• _What needs to be done_
Find "the man's face" in the records that follow; print that line and each subsequent line through the last one, verbatim and with nothing added.

—————

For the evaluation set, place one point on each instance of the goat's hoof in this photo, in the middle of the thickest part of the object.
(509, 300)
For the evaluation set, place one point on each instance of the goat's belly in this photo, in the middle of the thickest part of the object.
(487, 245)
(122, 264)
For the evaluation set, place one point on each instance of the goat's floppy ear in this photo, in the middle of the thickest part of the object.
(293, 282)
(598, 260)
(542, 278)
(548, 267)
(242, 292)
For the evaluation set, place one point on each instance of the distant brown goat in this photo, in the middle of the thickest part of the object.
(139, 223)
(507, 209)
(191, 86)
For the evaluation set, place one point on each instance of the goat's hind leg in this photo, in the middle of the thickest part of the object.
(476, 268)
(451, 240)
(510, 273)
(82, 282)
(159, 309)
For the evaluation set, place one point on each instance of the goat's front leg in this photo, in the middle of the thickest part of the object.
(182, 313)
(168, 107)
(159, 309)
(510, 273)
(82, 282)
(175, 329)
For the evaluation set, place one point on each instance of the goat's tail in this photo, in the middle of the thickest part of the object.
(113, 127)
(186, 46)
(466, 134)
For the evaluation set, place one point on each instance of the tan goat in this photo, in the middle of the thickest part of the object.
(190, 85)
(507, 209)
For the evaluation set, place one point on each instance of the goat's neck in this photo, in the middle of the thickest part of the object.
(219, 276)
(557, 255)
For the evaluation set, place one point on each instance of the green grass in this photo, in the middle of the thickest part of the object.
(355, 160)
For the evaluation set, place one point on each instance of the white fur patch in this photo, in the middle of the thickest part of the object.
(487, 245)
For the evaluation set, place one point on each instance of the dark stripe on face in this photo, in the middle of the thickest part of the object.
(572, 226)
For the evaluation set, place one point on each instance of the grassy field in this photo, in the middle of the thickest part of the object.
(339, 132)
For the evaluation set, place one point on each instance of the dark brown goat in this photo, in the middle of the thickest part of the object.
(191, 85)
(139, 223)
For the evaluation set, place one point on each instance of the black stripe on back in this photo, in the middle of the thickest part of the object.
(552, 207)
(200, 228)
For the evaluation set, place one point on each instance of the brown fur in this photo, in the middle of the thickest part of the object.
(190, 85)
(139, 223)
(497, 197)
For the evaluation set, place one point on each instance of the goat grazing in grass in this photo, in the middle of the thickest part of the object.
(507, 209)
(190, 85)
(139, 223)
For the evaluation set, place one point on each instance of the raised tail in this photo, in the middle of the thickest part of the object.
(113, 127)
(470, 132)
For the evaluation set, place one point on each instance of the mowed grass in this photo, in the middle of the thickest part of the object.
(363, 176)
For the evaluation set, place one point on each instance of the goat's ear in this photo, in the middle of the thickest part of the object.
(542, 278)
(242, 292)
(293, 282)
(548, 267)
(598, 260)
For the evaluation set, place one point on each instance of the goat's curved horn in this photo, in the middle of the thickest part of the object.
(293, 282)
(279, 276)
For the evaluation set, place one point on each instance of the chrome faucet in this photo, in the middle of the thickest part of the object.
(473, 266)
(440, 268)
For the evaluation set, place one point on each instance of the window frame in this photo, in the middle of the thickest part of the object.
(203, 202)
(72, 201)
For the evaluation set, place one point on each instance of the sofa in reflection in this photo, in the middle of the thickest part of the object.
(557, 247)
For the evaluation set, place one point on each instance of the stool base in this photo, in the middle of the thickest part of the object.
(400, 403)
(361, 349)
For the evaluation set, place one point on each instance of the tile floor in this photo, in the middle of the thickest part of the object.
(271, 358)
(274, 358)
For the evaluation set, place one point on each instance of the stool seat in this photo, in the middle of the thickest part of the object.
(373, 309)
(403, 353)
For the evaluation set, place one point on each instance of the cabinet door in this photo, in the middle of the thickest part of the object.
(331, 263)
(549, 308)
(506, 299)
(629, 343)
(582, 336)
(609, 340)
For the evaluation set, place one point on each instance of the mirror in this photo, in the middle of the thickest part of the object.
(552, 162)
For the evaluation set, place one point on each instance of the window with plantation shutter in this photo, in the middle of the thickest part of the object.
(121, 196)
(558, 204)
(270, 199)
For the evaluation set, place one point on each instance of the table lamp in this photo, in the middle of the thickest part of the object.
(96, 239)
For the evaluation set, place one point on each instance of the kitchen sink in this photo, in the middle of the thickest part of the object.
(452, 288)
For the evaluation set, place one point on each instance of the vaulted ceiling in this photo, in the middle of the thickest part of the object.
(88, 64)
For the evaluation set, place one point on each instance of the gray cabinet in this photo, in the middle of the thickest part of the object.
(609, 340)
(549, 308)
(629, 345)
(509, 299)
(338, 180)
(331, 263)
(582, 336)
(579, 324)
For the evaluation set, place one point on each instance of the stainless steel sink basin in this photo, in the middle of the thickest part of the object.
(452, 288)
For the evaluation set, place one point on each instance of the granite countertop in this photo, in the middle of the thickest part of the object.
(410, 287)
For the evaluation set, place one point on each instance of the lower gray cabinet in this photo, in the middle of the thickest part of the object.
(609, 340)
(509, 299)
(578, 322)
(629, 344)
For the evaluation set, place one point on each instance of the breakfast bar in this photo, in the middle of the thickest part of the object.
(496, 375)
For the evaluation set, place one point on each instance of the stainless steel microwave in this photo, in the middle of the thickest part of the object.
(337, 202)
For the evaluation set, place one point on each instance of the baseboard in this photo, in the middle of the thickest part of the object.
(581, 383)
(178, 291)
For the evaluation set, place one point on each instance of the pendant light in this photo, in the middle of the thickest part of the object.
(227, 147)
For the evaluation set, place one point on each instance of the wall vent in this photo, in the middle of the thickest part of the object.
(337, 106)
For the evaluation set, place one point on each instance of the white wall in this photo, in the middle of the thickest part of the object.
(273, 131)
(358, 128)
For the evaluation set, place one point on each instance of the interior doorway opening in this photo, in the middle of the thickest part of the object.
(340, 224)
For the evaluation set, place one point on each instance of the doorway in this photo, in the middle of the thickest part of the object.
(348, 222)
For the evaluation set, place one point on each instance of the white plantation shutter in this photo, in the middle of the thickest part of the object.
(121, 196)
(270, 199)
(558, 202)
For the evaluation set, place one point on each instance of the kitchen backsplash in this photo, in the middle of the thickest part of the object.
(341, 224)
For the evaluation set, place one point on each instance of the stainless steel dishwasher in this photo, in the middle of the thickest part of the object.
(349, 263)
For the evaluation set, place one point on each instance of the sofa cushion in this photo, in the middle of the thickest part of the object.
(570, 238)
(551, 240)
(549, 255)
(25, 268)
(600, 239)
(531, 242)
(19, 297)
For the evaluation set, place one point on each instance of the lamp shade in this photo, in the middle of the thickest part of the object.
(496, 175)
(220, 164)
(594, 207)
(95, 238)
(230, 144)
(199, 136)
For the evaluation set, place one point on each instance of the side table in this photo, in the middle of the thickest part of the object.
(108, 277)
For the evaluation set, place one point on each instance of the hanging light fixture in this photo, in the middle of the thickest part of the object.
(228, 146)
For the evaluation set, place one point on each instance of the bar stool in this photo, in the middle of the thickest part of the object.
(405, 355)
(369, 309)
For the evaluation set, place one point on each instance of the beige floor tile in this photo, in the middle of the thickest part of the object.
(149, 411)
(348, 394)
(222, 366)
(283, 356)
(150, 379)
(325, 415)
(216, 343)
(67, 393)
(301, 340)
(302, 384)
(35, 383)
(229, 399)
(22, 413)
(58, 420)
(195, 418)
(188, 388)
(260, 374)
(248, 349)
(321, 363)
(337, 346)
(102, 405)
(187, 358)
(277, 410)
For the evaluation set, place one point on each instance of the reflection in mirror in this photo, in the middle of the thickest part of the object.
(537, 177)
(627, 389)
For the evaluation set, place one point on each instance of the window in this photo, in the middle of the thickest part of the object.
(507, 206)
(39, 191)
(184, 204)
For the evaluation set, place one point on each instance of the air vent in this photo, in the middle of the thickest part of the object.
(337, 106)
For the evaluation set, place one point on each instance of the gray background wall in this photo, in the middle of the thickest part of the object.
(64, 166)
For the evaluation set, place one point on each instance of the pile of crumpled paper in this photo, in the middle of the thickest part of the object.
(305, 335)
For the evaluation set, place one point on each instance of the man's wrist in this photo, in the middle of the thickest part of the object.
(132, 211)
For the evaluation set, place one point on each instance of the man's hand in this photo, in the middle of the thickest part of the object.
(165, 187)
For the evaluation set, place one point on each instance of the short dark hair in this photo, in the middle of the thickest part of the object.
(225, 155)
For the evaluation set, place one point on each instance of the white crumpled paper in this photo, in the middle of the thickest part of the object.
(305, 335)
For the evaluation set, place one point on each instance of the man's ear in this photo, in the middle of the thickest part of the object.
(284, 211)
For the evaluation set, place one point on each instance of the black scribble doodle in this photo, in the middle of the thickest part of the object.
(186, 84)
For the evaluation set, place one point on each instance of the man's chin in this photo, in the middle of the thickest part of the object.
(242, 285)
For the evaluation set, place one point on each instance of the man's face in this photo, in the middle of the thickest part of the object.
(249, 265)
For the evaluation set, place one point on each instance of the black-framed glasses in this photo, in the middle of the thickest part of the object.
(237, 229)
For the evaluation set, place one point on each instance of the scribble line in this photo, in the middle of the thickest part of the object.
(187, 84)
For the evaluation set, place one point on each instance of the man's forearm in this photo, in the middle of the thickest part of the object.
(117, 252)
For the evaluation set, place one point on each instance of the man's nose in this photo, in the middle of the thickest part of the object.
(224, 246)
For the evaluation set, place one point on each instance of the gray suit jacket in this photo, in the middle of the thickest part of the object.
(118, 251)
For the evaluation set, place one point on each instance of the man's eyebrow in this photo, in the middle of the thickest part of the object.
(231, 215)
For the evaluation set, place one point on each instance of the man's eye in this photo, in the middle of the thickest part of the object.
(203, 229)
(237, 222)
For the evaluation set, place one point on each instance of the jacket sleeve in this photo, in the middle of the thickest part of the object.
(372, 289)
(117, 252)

—————

• _The answer_
For the evaluation set, place one point on each instance of the man's face in this photo, in the middle of the thickest part of the object.
(249, 265)
For the evaluation set, place one point on each instance of the black-framed glasses in this photo, in the middle of the thickest part of the object.
(237, 229)
For the evaluation set, place one point on each instance of the scribble line in this photo, in the middle of the thickest part of the object.
(187, 84)
For the evaluation set, place one point on each instance of the man's forearm in this photo, in the middle of the thickest part of the object.
(117, 252)
For the evaluation set, place one point on each instance of the man's nose in this photo, in the middle of the thickest part of the object.
(224, 246)
For the evaluation set, place one point on each instance of the gray suit jacket in this photo, in the middle of the thickest part of the object.
(118, 251)
For the evaluation set, place one point on each instance of the man's eyebrow in this photo, in the middle of the thickest part of the object.
(231, 215)
For the evaluation set, place one point on each instance of the man's eye in this photo, in the middle of the thickest part of the object.
(203, 229)
(237, 222)
For the evaluation set, place one point on each instance of the jacket sleeve in this photo, in the middle of the thickest part of the object.
(372, 289)
(117, 252)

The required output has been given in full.